Questions to answer:
**a.** Answer these from the text about Misco:
(i) To which company were Misco's German operations sold, and in what month and year?
(ii) Who bought Comet in May 2025?
(iii) What stake did Gillette take in Misco in 1983?
**b.** Output the passage from the text about Misco, from "Sales were targeted" up to and including "Misco Technologies Limited.".
**c.** Go on with the text about Misco from where it stops.

Text provided:
* * *

Computer hardware brand

Misco Technologies Limited is an online retailer based in the United Kingdom. It was formerly an IT brand whose ownership was split between Hilco Capital Limited and Systemax.

Sales were targeted at business, education, public sector and consumer markets, with sales being made online, via telephone and mail order catalogue. Misco also operated in Germany until their German operations were sold to CANCOM SE in July 2016. The Misco brand was relaunched on 1 July 2019, as part of the UK Computer Group Limited. In 2020 UK Computer Group re branded as Misco Technologies Limited.

In August 2020, Misco re-launched Comet.co.uk. In May 2025, Comet was sold to OnBuy.

== History ==
Misco was founded in New Jersey, United States, and ran a business of mail order sale of computer supplies and accessories. Gillette invested in Misco in 1983, taking a 40% stake, as part of a program to acquire high-growth low-risk businesses. Misco launched its first subsidiaries in Europe, concurrently in the United Kingdom and West Germany in October 1985, followed by Italy in 1986.

* * *

[Spatial localization data]
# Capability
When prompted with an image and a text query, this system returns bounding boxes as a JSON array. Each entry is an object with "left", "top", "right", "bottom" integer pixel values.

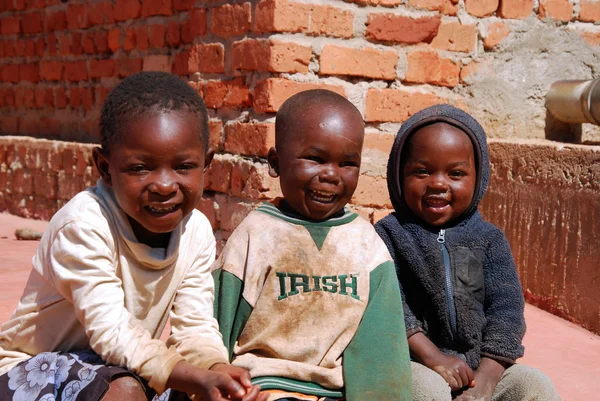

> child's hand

[
  {"left": 427, "top": 352, "right": 475, "bottom": 391},
  {"left": 210, "top": 363, "right": 267, "bottom": 401},
  {"left": 167, "top": 361, "right": 263, "bottom": 401}
]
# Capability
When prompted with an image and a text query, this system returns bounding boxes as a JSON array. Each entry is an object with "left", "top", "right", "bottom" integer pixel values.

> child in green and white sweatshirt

[{"left": 213, "top": 90, "right": 412, "bottom": 401}]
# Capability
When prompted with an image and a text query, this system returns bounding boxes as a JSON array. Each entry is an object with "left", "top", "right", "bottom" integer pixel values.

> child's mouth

[
  {"left": 144, "top": 204, "right": 181, "bottom": 216},
  {"left": 308, "top": 190, "right": 337, "bottom": 203}
]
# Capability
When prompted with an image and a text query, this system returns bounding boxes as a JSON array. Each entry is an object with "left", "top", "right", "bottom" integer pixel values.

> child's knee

[
  {"left": 410, "top": 362, "right": 452, "bottom": 401},
  {"left": 102, "top": 376, "right": 147, "bottom": 401},
  {"left": 493, "top": 365, "right": 560, "bottom": 401}
]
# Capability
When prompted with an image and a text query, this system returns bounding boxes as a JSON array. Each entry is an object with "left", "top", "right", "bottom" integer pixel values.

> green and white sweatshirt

[{"left": 213, "top": 204, "right": 412, "bottom": 401}]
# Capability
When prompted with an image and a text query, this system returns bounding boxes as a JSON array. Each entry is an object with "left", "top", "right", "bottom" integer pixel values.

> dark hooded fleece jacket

[{"left": 375, "top": 105, "right": 525, "bottom": 369}]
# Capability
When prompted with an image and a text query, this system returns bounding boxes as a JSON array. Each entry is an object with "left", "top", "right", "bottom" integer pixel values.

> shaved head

[{"left": 275, "top": 89, "right": 364, "bottom": 149}]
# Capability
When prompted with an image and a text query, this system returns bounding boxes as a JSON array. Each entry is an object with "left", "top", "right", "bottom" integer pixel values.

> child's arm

[
  {"left": 343, "top": 261, "right": 412, "bottom": 401},
  {"left": 47, "top": 221, "right": 183, "bottom": 393},
  {"left": 481, "top": 230, "right": 525, "bottom": 364},
  {"left": 408, "top": 333, "right": 474, "bottom": 391}
]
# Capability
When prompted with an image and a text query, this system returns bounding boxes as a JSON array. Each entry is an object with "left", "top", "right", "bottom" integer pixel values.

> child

[
  {"left": 213, "top": 90, "right": 412, "bottom": 401},
  {"left": 375, "top": 105, "right": 559, "bottom": 401},
  {"left": 0, "top": 72, "right": 258, "bottom": 401}
]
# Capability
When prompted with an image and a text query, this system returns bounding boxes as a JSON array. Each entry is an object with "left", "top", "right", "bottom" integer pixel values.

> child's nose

[
  {"left": 319, "top": 164, "right": 340, "bottom": 184},
  {"left": 429, "top": 174, "right": 448, "bottom": 191},
  {"left": 148, "top": 171, "right": 177, "bottom": 195}
]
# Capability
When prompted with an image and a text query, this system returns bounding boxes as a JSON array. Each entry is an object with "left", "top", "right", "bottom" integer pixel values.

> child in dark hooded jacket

[{"left": 375, "top": 105, "right": 560, "bottom": 401}]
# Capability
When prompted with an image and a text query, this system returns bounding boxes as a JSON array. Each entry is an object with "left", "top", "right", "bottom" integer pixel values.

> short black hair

[
  {"left": 275, "top": 89, "right": 363, "bottom": 148},
  {"left": 100, "top": 71, "right": 209, "bottom": 152}
]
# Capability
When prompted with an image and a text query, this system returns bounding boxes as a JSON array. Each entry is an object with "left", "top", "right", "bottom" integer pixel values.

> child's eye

[
  {"left": 450, "top": 170, "right": 467, "bottom": 177},
  {"left": 176, "top": 163, "right": 197, "bottom": 171},
  {"left": 127, "top": 164, "right": 148, "bottom": 173},
  {"left": 304, "top": 156, "right": 323, "bottom": 163}
]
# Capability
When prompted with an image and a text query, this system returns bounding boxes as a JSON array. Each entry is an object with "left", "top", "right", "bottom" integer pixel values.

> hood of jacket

[{"left": 387, "top": 104, "right": 490, "bottom": 225}]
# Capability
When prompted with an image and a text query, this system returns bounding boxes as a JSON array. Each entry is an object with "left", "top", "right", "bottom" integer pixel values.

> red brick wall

[{"left": 0, "top": 0, "right": 600, "bottom": 330}]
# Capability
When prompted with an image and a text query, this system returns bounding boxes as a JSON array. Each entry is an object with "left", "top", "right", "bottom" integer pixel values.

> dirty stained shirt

[
  {"left": 0, "top": 180, "right": 227, "bottom": 393},
  {"left": 213, "top": 203, "right": 412, "bottom": 401}
]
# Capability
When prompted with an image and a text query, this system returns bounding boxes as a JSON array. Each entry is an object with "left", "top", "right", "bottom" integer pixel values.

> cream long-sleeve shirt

[{"left": 0, "top": 180, "right": 228, "bottom": 393}]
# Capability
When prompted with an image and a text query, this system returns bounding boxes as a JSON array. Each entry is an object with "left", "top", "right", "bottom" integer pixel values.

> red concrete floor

[{"left": 0, "top": 213, "right": 600, "bottom": 401}]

* * *

Responses to the tasks:
**a.**
(i) CANCOM SE, in July 2016
(ii) OnBuy
(iii) A 40% stake

**b.**
Sales were targeted at business, education, public sector and consumer markets, with sales being made online, via telephone and mail order catalogue. Misco also operated in Germany until their German operations were sold to CANCOM SE in July 2016. The Misco brand was relaunched on 1 July 2019, as part of the UK Computer Group Limited. In 2020 UK Computer Group re branded as Misco Technologies Limited.

**c.**
In November 1987, Gillette sold the company to the British company Electrocomponents plc, for the sum of £11,000,000. The effects of the beginning of the 1990s recession led Electrocomponents to sell Misco at a loss, in the beginning of 1993. The buyer, Global Computer Supplies, was controlled by Systemax Inc and HCS (Global) Ltd at the time..

== Restructuring and bankruptcy ==
In 2002, Global, now known as Systemax, began a program of restructuring. This would see its newly acquired Simply Computers business merge with Misco's operation in the United Kingdom in Wellingborough by February 2005. Also, logistics were established in a purpose-built warehouse in Greenock, Scotland.

The brick and mortar outlets founded by Simply were gradually closed down, a symptom of consumer trends moving away from the High Street and to online. Misco expanded its business from onwards of 2005, winning customer satisfaction awards from PriceGrabber, a performance award from Hitwise and achieving accreditations in ISIS and IDIS.

In April 2009, Misco announced plans for hiring remote sales agents on a work from home basis. In June 2013, Systemax opened the SSC in Budapest, Hungary, to support the EMEA countries's processes. In July 2016, Systemax sold Misco Germany to CANCOM SE. In March 2017, Systemax sold its EMEA Technology Products Group excluding its French operations to Hilco Capital Limited. On 19 October 2017, after an unsuccessful turnaround, Misco UK entered into administration.

On 12 December 2017, Misco Sweden filed for bankruptcy. On 7 June 2019, it was announced that the UK Computer Group (since renamed The Misco Group) had purchased the Misco Brand in the United Kingdom. The management team consists of a number of ex employees of Misco, and they have stated the intention was to relaunch misco.co.uk on 1 July 2019.